#### [WHAT TO PRODUCE]
Report how many lines in the records below contain the string "striped". Give only the number.

#### [PROVIDED RECORDS]
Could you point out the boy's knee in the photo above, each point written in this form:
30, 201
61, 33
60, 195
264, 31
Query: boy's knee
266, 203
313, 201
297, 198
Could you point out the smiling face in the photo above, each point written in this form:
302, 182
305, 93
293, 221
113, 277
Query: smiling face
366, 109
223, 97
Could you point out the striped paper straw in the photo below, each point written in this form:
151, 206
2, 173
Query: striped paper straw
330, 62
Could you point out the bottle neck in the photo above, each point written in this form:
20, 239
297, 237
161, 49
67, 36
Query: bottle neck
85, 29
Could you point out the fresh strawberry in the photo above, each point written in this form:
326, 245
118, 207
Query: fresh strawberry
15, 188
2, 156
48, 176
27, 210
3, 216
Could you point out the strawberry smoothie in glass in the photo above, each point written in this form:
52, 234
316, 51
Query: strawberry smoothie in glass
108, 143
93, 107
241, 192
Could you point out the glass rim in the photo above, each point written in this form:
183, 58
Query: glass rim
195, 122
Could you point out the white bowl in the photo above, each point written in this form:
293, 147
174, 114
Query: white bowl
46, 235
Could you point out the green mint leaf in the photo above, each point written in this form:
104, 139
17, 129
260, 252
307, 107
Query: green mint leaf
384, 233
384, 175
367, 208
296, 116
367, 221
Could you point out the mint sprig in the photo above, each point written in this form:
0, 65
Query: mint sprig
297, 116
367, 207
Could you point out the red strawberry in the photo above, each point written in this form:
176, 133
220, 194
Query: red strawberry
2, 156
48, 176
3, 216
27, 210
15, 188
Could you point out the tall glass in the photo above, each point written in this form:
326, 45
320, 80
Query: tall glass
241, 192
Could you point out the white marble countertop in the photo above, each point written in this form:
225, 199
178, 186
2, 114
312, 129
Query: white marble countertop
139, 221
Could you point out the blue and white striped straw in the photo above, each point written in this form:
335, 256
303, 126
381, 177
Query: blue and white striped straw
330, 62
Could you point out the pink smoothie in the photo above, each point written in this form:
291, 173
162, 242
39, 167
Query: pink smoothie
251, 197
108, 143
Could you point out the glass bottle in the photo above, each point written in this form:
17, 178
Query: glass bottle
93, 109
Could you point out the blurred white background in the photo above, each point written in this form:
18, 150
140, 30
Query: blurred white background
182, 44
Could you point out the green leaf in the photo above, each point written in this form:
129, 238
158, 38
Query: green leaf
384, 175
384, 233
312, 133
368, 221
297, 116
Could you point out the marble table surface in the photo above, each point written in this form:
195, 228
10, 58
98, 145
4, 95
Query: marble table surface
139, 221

==

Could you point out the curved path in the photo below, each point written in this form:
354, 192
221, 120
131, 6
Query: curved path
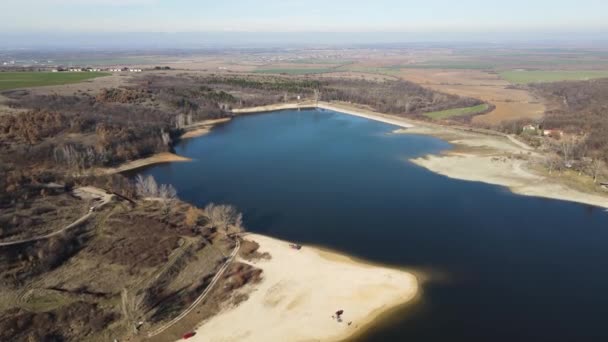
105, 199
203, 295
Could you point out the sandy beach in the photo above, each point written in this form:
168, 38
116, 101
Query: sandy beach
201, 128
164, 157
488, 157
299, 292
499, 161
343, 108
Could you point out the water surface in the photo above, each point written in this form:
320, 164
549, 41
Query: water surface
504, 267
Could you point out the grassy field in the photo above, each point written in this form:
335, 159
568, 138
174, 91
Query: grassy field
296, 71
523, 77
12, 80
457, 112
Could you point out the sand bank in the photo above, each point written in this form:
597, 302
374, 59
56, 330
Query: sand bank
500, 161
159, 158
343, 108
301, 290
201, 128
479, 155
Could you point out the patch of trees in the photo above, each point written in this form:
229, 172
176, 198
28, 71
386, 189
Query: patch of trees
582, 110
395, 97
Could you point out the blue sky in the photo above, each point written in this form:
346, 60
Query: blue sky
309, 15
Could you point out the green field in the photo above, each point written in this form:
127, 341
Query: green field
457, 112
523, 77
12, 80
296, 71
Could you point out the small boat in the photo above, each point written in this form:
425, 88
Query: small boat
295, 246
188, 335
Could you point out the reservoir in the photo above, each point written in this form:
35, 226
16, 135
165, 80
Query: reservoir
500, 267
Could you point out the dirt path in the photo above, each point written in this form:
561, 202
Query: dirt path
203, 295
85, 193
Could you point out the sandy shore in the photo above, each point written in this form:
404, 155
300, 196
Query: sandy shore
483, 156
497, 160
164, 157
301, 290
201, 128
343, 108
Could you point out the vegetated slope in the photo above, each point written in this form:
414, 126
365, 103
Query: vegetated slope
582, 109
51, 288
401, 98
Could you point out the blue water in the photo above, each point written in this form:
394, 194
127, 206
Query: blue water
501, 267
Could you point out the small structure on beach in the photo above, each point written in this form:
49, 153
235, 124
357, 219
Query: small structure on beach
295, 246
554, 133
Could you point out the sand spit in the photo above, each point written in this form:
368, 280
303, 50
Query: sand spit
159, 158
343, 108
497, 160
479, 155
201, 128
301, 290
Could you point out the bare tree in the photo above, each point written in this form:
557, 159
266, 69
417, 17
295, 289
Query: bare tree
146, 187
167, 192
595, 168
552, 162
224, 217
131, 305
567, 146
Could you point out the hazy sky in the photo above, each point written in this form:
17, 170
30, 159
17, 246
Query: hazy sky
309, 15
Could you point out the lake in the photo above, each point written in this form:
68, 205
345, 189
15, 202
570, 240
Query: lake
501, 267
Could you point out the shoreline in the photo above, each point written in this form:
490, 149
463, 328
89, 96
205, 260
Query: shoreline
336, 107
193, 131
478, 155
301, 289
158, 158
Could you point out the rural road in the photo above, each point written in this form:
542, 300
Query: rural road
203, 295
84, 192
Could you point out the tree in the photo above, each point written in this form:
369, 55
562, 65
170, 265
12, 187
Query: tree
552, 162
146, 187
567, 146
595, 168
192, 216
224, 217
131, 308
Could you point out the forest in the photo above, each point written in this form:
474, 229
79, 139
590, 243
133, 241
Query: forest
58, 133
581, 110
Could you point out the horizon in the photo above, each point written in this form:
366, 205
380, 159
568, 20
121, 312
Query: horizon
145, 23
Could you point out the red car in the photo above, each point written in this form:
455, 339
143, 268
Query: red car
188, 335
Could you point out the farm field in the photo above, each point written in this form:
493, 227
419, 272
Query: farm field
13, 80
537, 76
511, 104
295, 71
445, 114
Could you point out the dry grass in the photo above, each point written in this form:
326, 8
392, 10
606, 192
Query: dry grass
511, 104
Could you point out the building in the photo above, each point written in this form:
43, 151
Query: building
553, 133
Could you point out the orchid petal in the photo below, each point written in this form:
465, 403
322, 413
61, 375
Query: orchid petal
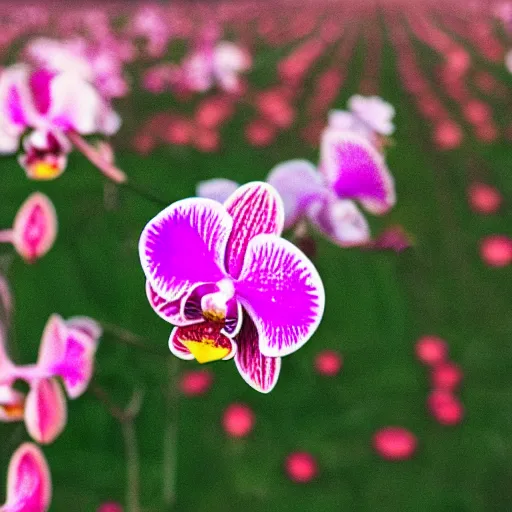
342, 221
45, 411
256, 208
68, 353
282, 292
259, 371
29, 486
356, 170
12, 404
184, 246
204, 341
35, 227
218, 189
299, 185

#### [WORKED SOLUTION]
4